Problem: In your reply, reproduce the lines from the first one below to the line containing "negative clicks: (1186, 309)", inclusive, exactly as they stand.

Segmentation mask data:
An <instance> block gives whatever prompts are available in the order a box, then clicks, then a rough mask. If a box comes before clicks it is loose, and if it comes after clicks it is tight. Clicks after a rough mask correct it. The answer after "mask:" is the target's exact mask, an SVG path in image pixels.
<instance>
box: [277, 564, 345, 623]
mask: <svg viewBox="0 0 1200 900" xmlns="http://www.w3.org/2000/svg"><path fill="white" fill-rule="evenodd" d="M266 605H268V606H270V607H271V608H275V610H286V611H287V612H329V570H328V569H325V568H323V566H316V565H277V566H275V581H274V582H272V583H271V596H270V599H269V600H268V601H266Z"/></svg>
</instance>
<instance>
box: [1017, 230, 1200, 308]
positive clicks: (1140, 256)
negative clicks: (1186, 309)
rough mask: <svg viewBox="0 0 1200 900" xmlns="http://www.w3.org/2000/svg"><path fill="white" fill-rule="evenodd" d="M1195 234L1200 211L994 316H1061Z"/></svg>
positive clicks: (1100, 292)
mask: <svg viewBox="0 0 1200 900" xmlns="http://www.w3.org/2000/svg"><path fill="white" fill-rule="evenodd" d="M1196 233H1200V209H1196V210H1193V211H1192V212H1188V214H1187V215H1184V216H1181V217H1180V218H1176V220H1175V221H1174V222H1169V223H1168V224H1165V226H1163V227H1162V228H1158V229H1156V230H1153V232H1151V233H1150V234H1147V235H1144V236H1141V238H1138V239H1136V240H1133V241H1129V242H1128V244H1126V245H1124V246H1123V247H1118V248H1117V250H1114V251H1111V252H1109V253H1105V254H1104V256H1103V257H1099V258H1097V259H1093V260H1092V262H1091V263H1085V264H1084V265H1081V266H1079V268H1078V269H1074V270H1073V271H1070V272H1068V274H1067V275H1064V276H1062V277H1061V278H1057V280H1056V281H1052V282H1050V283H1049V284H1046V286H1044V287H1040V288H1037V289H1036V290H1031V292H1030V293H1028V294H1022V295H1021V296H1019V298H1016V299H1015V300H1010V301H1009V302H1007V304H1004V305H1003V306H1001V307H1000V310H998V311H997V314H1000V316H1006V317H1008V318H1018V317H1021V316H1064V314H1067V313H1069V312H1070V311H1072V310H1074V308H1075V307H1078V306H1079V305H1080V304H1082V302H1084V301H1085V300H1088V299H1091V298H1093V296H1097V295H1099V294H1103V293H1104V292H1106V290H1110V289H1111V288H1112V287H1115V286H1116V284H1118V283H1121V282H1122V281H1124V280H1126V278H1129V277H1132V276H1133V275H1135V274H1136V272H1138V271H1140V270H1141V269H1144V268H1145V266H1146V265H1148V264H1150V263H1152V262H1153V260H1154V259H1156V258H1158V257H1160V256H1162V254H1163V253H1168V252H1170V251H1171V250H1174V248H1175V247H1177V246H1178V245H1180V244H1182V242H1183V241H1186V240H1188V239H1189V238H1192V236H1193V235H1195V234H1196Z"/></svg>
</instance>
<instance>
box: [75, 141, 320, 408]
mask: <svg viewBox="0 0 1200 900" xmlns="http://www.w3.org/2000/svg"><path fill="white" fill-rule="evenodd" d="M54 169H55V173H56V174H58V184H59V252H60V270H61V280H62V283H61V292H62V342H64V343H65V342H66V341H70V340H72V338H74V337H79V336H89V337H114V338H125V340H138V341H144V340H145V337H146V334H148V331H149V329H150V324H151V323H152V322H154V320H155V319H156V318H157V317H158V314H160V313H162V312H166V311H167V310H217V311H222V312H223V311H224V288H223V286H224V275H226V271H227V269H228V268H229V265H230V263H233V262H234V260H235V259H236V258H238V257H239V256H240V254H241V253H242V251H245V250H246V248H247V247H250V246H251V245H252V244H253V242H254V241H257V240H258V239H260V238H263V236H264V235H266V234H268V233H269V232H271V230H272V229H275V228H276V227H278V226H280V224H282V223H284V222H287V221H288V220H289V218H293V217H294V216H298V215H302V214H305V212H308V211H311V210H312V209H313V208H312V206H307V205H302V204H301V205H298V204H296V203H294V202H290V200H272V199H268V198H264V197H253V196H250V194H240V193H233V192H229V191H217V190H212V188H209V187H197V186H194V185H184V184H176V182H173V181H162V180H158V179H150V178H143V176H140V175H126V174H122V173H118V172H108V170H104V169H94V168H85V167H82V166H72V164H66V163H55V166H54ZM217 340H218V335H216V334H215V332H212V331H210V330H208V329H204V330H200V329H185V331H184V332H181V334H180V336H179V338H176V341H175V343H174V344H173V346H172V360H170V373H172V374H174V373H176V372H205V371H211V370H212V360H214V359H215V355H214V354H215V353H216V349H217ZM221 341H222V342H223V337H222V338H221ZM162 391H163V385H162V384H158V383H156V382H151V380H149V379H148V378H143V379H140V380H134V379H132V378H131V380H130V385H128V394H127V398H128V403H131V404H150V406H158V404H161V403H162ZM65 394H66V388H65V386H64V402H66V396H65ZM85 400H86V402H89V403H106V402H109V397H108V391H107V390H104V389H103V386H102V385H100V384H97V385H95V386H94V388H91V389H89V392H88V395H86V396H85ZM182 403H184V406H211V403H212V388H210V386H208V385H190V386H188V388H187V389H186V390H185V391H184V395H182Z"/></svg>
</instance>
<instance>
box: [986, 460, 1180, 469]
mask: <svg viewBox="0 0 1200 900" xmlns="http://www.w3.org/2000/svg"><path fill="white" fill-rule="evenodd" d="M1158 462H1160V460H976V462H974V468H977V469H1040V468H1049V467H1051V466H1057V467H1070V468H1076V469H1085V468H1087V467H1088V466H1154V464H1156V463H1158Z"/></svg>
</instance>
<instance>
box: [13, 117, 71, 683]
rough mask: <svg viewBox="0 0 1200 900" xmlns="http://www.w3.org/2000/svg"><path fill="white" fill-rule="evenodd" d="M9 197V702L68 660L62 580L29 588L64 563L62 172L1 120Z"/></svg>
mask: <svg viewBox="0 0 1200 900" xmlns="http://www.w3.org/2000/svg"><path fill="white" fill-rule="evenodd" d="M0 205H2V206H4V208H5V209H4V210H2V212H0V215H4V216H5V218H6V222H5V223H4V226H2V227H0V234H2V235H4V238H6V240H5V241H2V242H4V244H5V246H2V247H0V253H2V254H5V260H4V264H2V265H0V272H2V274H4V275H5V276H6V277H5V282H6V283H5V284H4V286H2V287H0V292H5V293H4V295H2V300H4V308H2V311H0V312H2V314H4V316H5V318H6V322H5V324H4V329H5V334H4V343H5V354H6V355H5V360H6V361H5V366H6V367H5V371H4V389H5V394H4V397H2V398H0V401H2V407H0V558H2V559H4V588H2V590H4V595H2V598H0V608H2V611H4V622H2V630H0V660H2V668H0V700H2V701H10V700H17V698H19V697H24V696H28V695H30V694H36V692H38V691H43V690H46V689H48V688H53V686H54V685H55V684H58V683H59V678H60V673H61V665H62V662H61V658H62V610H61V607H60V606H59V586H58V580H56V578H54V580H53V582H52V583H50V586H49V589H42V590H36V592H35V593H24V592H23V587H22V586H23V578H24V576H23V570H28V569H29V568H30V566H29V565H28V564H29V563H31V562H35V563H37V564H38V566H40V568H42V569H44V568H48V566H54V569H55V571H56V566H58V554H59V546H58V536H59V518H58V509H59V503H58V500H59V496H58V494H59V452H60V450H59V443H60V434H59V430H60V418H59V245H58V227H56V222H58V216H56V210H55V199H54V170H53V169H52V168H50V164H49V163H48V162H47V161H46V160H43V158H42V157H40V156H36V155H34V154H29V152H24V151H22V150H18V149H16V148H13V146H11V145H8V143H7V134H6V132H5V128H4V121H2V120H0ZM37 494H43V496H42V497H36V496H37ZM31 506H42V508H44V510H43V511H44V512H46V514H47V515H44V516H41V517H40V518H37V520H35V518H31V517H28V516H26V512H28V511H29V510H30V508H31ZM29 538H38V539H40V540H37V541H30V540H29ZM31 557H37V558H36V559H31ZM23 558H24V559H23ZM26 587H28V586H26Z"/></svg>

Output of the exercise:
An <instance> block gives whatever prompts are available in the order a box, then clicks, then a rough mask. If a box comes before clicks it is loose, and if it comes after clicks it is tight. Clicks after a rough mask correct it. The answer after "mask:" is the target's exact mask, an SVG path in image pixels.
<instance>
box: [277, 564, 345, 623]
mask: <svg viewBox="0 0 1200 900" xmlns="http://www.w3.org/2000/svg"><path fill="white" fill-rule="evenodd" d="M266 605H268V606H270V607H271V608H275V610H286V611H287V612H329V570H328V569H325V568H323V566H316V565H277V566H275V581H274V582H272V583H271V596H270V599H269V600H268V601H266Z"/></svg>
</instance>
<instance>
box: [1017, 230, 1200, 308]
positive clicks: (1140, 256)
negative clicks: (1186, 309)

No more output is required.